▶ _GOAL_
Which lines in the entries below contain the string "forest"? Report each such line in full, treating uppercase and lowercase as different.

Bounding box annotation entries
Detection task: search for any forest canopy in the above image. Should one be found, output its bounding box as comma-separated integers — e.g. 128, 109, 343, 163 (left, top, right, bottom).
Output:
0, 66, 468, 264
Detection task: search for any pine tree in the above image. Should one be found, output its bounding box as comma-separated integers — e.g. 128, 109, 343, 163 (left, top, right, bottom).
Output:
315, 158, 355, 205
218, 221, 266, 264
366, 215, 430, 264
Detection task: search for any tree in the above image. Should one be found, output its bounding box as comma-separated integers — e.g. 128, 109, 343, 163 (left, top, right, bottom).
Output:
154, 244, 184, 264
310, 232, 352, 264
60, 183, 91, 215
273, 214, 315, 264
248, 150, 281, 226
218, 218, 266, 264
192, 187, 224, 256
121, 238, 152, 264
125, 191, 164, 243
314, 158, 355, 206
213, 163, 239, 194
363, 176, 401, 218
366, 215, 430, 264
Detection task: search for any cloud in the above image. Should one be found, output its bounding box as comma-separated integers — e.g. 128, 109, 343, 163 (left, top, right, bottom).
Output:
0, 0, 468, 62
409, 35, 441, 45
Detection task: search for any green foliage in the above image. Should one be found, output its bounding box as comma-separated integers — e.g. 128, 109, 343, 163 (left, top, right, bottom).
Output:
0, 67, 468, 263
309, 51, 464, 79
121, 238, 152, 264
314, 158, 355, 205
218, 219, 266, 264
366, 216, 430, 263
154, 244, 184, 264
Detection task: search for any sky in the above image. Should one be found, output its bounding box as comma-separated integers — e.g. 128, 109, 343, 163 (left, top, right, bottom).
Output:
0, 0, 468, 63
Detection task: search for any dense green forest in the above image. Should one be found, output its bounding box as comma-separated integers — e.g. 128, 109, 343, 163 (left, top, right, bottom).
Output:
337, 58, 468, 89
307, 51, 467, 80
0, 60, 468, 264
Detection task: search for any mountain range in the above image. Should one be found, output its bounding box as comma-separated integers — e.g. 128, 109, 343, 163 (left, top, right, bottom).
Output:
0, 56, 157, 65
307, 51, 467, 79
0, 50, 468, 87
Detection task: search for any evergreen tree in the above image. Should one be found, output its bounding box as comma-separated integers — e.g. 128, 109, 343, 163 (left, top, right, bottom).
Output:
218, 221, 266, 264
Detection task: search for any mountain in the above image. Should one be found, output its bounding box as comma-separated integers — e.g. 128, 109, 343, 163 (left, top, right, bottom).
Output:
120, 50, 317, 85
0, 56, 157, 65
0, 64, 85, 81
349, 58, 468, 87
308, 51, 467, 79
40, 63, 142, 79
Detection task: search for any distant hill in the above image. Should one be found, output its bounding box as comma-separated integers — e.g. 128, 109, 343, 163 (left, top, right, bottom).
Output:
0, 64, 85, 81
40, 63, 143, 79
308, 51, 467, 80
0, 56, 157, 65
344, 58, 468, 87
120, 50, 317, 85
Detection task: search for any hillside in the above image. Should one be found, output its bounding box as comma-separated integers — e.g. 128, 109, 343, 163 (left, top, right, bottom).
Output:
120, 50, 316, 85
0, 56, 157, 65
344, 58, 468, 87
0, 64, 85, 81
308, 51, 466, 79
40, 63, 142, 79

▶ _ANSWER TO THIS PROBLEM_
Detection task: search for any forest canopy in the above image. Should one be found, output its bounding box as comma-separated integers — e.g. 128, 109, 343, 163 (left, top, right, bottom).
Detection task: search for any dense green forest in the above image. Should one be found, output its bounding box as comma-separated integers — e.g. 128, 109, 343, 163 (left, top, right, bottom).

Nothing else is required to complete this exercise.